JOB 1
Please write out the welcome thread again from "## DerAdlerIstGelandet (Feb" up to and including "at6 (Feb 3, 2021)", swapping "dysfunctional" for "wonderful".
JOB 2
In the welcome thread, on what day of the month is Leonidas's birthday?
== DOCUMENT TEXT
# Hello!!!



## Leonidas (Feb 3, 2021)

I am Leonidas, real name is Nathan. I absolutely love modeling primarily ground vehicles from WWII, although I have started building planes. I also love history, and technical stuff. (I collect technical manuals, that's actually how I found this site). I am also 16 although this month I will be turning 17.

Reactions: Like Like:
1 | Like List reactions


----------



## Crimea_River (Feb 3, 2021)

Welcome aboard Nathan. Hopefully you won't mind hanging out with a bunch of old farts like us. Just speak a little louder and all should be good.

Reactions: Like Like:
1 | Agree Agree:
2 | Like List reactions


----------



## Leonidas (Feb 3, 2021)

Crimea_River said:


> Welcome aboard Nathan. Hopefully you won't mind hanging out with a bunch of old farts like us. Just speak a little louder and all should be good.


Oh trust me, I do not care in the slightest. I actually kind of prefer it because us younglings can be quite rambunctious, and I don't always like that.


----------



## DerAdlerIstGelandet (Feb 3, 2021)

Welcome to our dysfunctional family.

Reactions: Agree Agree:
1 | Funny Funny:
1 | Like List reactions


----------



## at6 (Feb 3, 2021)

Welcome. It's refreshing to have a youngster interested in World War 2. If you read through enough of the threads around here, we can be a bit rambunctious as well.

Reactions: Like Like:
1 | Like List reactions


----------



## fubar57 (Feb 3, 2021)

Welcome to the forum


----------



## Leonidas (Feb 3, 2021)

at6 said:


> Welcome. It's refreshing to have a youngster interested in World War 2. If you read through enough of the threads around here, we can be a bit rambunctious as well.


Yeah, there does not seem to be as many young people who like to read or learn history. I like to do both at the same time: Read a book about history/WWII  It's just something that has always fascinated me, and I have no clue why I absolutely love the engineering/technical sides of it too.


----------



## Gnomey (Feb 3, 2021)

Welcome.


----------



## Airframes (Feb 3, 2021)

Welcome from England.


----------



## rochie (Feb 3, 2021)

Welcome from a different bit of England


----------



## TheMadPenguin (Feb 3, 2021)

Welcome from Florida.


----------



## Wurger (Feb 3, 2021)

Welcome from Poland.

Reactions: Like Like:
1 | Like List reactions


----------



## at6 (Feb 4, 2021)

Happy early or late birthday. I like to build paper and plastic models. My models are mostly planes and I have a weakness for the AT-6.

Reactions: Like Like:
2 | Like List reactions


----------



## Leonidas (Feb 5, 2021)

at6 said:


> Happy early or late birthday. I like to build paper and plastic models. My models are mostly planes and I have a weakness for the AT-6.


You're early. (Birthday is on the 26th so I got 22 more days). Also how does one make a paper model plane? Ive made paper airplanes but they weren't models. At least, not the ones I made


----------



## fubar57 (Feb 5, 2021)



Reactions: Like Like:
2 | Like List reactions


----------



## Leonidas (Feb 5, 2021)
====
== STORED DATA
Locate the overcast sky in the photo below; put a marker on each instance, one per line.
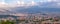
(18, 3)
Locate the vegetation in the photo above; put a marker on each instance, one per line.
====
WRITTEN SOLUTION 1
## DerAdlerIstGelandet (Feb 3, 2021)

Welcome to our wonderful family.

Reactions: Agree Agree:
1 | Funny Funny:
1 | Like List reactions


----------



## at6 (Feb 3, 2021)

WRITTEN SOLUTION 2
The 26th.